Set exercise A →
In the 802.11ac excerpt, rewrite the paragraph beginning "However, ECFB comes with a lot of overhead" more briefly, keeping its main facts.
Set exercise B →
Transcribe the 802.11ac excerpt from "And so technologies that solve" to "it is not actually necessary.".

Provided passage →

▬▬▬▬▬▬

Explicit compressed feedback (ECFB) is known to provide the most precise estimate of the channel, taking into 
account all the imperfections at transmitter and receiver. 
However, ECFB comes with a lot of overhead: the VHT NDP Announcement frame, the VHT NDP itself, and the 
frame carrying the compressed feedback. For an AP with four antennas, the compressed feedback varies from 180 
to 1800 bytes, depending on the number of client antennas and level of compression. Sounding just one 
single-antenna 80-MHz client takes about 250 microseconds. When devices can transmit at 433 Mbps, this is 
expensive, since that same time could instead have been used to send an extra 13,000 bytes. 
And so technologies that solve the problem of sounding without depending on client assistance (such as Cisco 
ClientLink technology) continue to add genuine value. They (1) still help legacy 802.11a/n clients, (2) still help 
those 802.11ac clients that do not support 802.11ac sounding, (3) still help clients at 2.4 GHz, and (4) can avoid 
the overhead of standards-based explicit sounding when it is not actually necessary. 
2.3.4 RTS/CTS with Bandwidth Indication 
An 802.11ac AP operating on 80 MHz (or 160 MHz and so on) should still be capable of allowing 802.11a or 
802.11n clients to associate. Thus, beacons are sent on one 20-MHz channel, known as the primary channel, 
within that 80 MHz. The AP and all clients associated with the AP receive and process every transmission that 
overlaps this primary channel and extract virtual carrier sense from the frames they can decode. 
However, the AP could be near other uncoordinated APs. Those APs could be preexisting 802.11a or 802.11n 
APs, and their primary channels could be any 20 MHz within the 80 MHz of the 802.11ac AP. The different APs 
and their associated clients then have a different virtual carrier sense and so can transmit at different times on the 
different subchannels, including overlapping times. With the wide 802.11ac channel bandwidths, this scenario 
becomes much more likely than with 802.11n.

▬▬▬▬▬▬

Listing →
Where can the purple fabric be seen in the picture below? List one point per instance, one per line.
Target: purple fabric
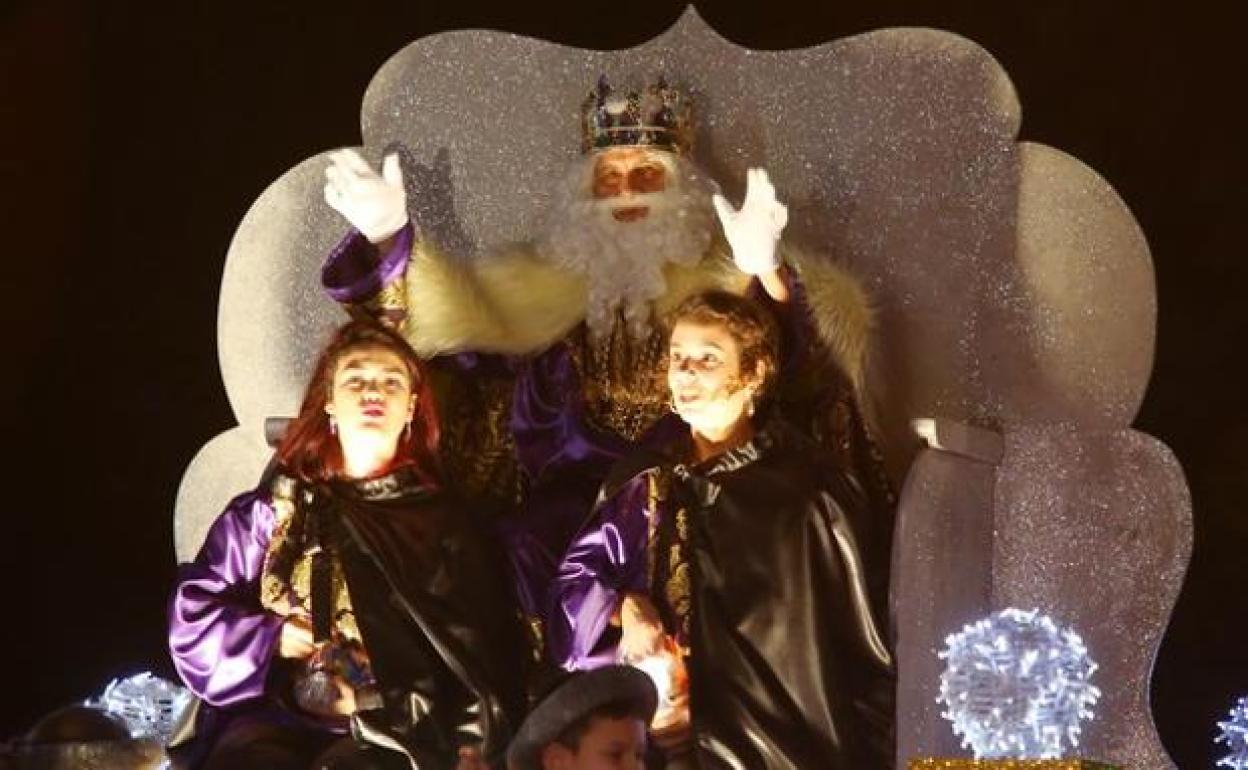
(220, 637)
(563, 457)
(564, 461)
(353, 273)
(604, 562)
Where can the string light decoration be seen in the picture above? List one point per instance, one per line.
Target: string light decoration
(1234, 734)
(1016, 685)
(149, 705)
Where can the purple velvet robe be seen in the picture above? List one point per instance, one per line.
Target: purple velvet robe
(221, 639)
(563, 456)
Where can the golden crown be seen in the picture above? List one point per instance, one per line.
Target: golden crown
(660, 117)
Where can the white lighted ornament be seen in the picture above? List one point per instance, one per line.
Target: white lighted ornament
(149, 705)
(1234, 734)
(1016, 685)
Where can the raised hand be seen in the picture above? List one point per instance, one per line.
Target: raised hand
(640, 629)
(375, 204)
(754, 230)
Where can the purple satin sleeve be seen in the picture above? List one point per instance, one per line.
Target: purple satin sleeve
(604, 562)
(355, 272)
(220, 637)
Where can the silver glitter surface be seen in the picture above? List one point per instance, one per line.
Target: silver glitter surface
(1012, 288)
(895, 151)
(229, 464)
(1095, 528)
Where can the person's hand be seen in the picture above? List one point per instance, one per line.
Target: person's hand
(640, 628)
(754, 231)
(375, 204)
(471, 759)
(296, 640)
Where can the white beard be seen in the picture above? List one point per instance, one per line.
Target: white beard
(623, 261)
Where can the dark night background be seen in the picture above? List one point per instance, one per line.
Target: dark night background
(135, 137)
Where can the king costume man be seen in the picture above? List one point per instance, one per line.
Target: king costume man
(553, 352)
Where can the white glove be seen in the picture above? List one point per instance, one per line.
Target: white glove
(754, 231)
(375, 204)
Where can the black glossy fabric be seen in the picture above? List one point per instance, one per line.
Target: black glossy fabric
(788, 662)
(437, 619)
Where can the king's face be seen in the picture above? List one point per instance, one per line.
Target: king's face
(624, 174)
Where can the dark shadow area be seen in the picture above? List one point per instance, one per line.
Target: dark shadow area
(136, 136)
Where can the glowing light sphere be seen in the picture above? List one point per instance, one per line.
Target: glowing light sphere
(1016, 685)
(1234, 734)
(149, 705)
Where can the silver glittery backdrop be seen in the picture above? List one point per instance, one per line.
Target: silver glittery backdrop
(1014, 288)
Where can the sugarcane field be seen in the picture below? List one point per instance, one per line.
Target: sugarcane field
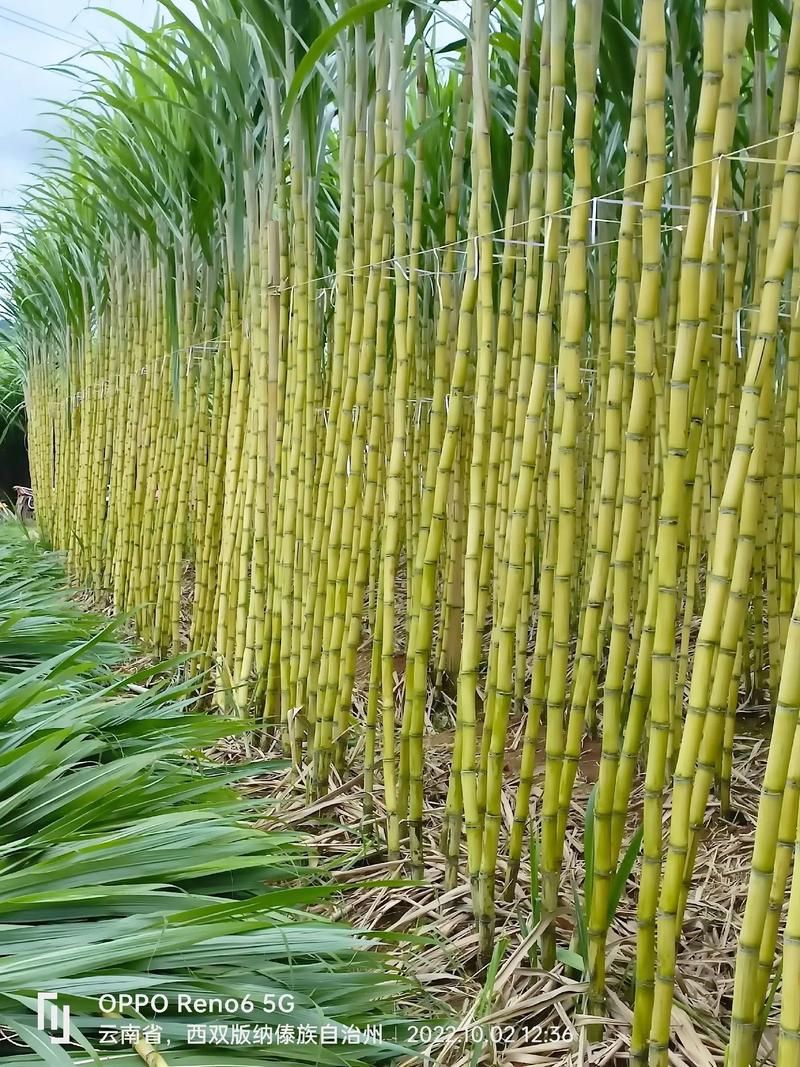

▬▬▬▬▬▬

Reply A →
ECFB carries heavy overhead from three frames: the VHT NDP Announcement frame, the VHT NDP, and the frame with the compressed feedback. For a four-antenna AP, that feedback ranges from 180 to 1800 bytes, depending on the number of client antennas and the compression level. Sounding a single single-antenna 80-MHz client takes about 250 microseconds. At 433 Mbps, that time could have carried an extra 13,000 bytes, which makes sounding expensive.

Reply B →
And so technologies that solve the problem of sounding without depending on client assistance (such as Cisco 
ClientLink technology) continue to add genuine value. They (1) still help legacy 802.11a/n clients, (2) still help 
those 802.11ac clients that do not support 802.11ac sounding, (3) still help clients at 2.4 GHz, and (4) can avoid 
the overhead of standards-based explicit sounding when it is not actually necessary.